## DATA
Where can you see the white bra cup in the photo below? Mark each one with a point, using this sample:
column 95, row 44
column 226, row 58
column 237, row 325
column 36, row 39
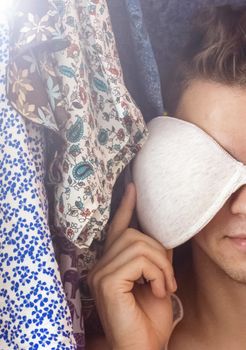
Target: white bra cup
column 182, row 177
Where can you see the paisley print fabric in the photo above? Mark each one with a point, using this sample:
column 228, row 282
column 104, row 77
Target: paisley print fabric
column 33, row 310
column 65, row 74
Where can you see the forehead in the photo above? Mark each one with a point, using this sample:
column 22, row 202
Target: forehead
column 218, row 109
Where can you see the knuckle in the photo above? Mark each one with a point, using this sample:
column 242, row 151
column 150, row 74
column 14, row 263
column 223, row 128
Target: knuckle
column 93, row 281
column 105, row 285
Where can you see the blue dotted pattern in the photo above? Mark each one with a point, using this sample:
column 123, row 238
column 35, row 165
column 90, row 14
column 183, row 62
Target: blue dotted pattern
column 33, row 310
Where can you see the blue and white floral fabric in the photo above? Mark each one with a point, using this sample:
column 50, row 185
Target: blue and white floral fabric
column 65, row 74
column 33, row 310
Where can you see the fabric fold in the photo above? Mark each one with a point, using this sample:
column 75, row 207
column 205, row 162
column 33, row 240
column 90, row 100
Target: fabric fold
column 33, row 309
column 77, row 91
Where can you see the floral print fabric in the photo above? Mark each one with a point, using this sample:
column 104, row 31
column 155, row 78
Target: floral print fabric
column 65, row 74
column 33, row 310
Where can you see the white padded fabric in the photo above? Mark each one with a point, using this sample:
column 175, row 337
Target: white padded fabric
column 183, row 177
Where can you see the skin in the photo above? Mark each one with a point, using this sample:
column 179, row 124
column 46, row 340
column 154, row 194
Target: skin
column 212, row 286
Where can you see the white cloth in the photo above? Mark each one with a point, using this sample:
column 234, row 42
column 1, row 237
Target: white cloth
column 183, row 178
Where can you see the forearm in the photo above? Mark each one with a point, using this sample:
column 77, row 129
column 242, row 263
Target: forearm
column 97, row 343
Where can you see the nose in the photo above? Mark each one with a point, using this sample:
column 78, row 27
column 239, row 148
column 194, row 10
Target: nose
column 238, row 201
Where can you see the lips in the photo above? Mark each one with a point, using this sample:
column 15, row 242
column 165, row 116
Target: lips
column 238, row 240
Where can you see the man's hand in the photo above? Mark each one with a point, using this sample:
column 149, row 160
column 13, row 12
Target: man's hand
column 135, row 314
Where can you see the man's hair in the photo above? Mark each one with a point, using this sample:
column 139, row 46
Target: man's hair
column 215, row 51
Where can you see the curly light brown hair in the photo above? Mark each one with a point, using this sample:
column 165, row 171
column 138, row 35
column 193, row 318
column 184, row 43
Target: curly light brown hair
column 215, row 51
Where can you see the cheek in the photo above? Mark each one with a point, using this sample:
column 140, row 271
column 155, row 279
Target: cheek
column 206, row 239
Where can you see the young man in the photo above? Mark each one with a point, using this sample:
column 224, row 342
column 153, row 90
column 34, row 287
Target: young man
column 210, row 90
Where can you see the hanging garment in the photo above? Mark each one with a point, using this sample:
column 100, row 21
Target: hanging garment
column 33, row 308
column 65, row 74
column 137, row 58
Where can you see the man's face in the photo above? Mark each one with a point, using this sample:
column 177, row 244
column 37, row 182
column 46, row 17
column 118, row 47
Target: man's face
column 221, row 111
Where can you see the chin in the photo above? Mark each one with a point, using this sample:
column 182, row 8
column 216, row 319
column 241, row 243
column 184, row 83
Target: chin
column 232, row 265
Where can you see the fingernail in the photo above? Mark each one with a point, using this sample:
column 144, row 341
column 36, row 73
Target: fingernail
column 174, row 283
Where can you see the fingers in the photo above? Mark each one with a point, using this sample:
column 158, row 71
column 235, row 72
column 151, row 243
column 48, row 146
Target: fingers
column 121, row 281
column 123, row 215
column 140, row 250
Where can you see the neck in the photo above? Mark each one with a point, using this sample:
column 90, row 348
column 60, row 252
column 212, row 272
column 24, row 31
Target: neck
column 218, row 302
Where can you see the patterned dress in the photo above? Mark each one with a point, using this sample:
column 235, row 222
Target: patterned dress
column 33, row 310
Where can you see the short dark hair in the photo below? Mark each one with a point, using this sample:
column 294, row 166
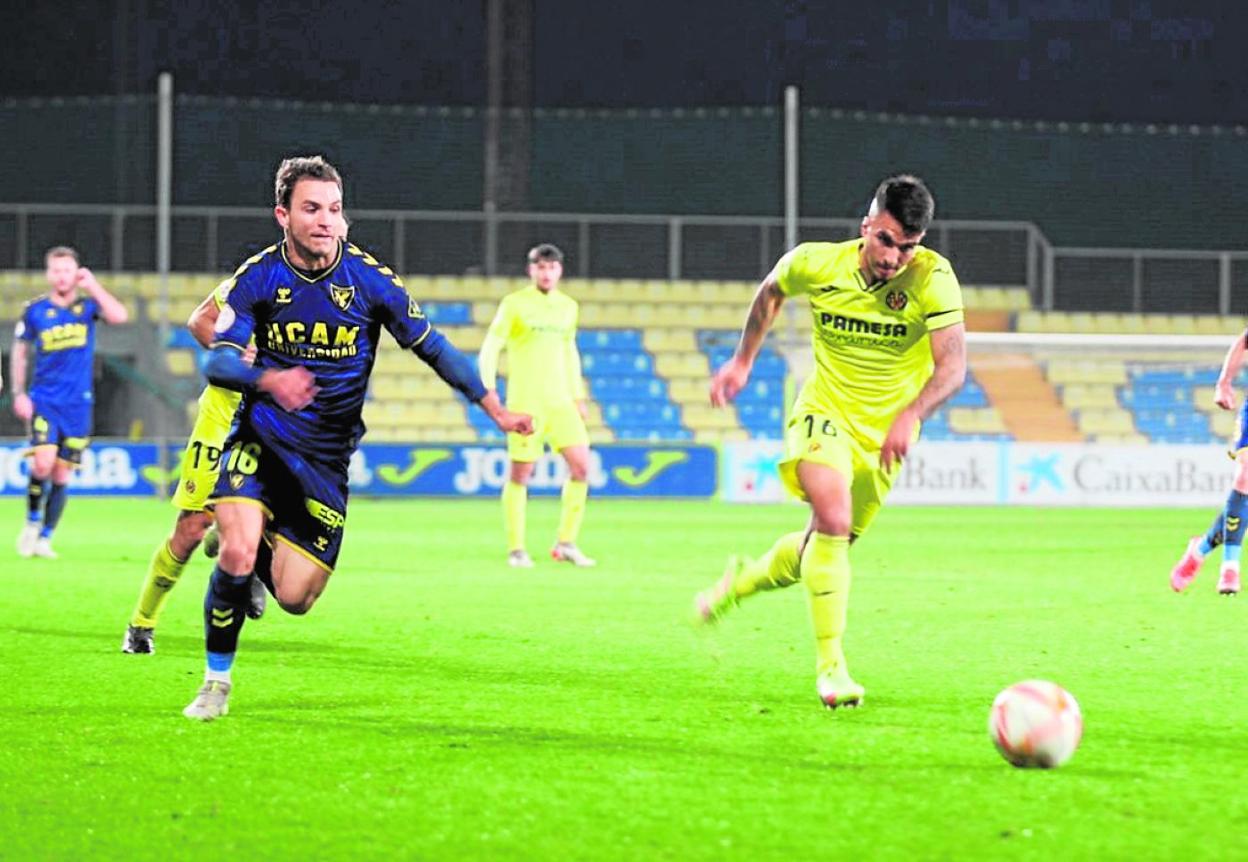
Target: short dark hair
column 61, row 251
column 906, row 198
column 546, row 251
column 300, row 167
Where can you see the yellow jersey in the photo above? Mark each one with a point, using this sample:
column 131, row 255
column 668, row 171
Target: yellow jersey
column 539, row 332
column 870, row 341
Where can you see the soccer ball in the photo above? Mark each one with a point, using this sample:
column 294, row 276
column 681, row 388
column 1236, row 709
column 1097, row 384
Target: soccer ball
column 1036, row 724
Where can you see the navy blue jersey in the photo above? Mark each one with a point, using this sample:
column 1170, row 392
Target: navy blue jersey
column 330, row 326
column 64, row 342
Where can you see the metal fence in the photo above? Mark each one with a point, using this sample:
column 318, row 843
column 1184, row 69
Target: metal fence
column 122, row 237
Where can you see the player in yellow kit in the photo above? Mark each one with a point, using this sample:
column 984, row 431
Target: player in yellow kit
column 538, row 328
column 890, row 347
column 200, row 467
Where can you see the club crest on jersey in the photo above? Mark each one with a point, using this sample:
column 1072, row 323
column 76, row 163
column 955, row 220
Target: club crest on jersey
column 342, row 296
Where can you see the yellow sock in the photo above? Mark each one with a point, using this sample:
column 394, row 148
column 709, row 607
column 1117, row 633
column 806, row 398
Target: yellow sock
column 825, row 569
column 162, row 573
column 516, row 497
column 572, row 509
column 779, row 566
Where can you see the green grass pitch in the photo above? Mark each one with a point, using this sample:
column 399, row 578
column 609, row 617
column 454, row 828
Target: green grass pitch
column 439, row 705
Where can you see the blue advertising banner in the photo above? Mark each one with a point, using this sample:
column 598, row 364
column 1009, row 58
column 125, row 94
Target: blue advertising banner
column 396, row 469
column 107, row 469
column 481, row 470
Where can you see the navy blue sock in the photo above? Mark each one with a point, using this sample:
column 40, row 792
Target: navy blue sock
column 1237, row 503
column 53, row 509
column 1213, row 538
column 225, row 608
column 35, row 493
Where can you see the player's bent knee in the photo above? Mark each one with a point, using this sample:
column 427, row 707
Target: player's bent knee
column 237, row 558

## INSTRUCTIONS TO FOLLOW
From the material above, set down exactly the lines between the line holding "Where can you see the nose" and the line holding "column 138, row 35", inclusive. Include nothing else.

## THE COMPLETED TASK
Where can you see the nose in the photo above? Mark each one with a point, using this sample:
column 78, row 27
column 239, row 148
column 194, row 10
Target: nose
column 238, row 201
Where can you see the lips in the photo above? Mark each one with a point, using this sample:
column 15, row 242
column 165, row 116
Target: lips
column 238, row 240
Where can you see the man's hand in the photo above? Mark each one with a point, using this sample:
column 149, row 160
column 13, row 12
Target: man's hand
column 135, row 314
Where can you see the man's hair in the photo above? Mark each one with a point, using this sample:
column 139, row 46
Target: man's hair
column 215, row 51
Where can you see the curly light brown hair in the photo above? Mark each one with a point, using this sample:
column 165, row 171
column 138, row 35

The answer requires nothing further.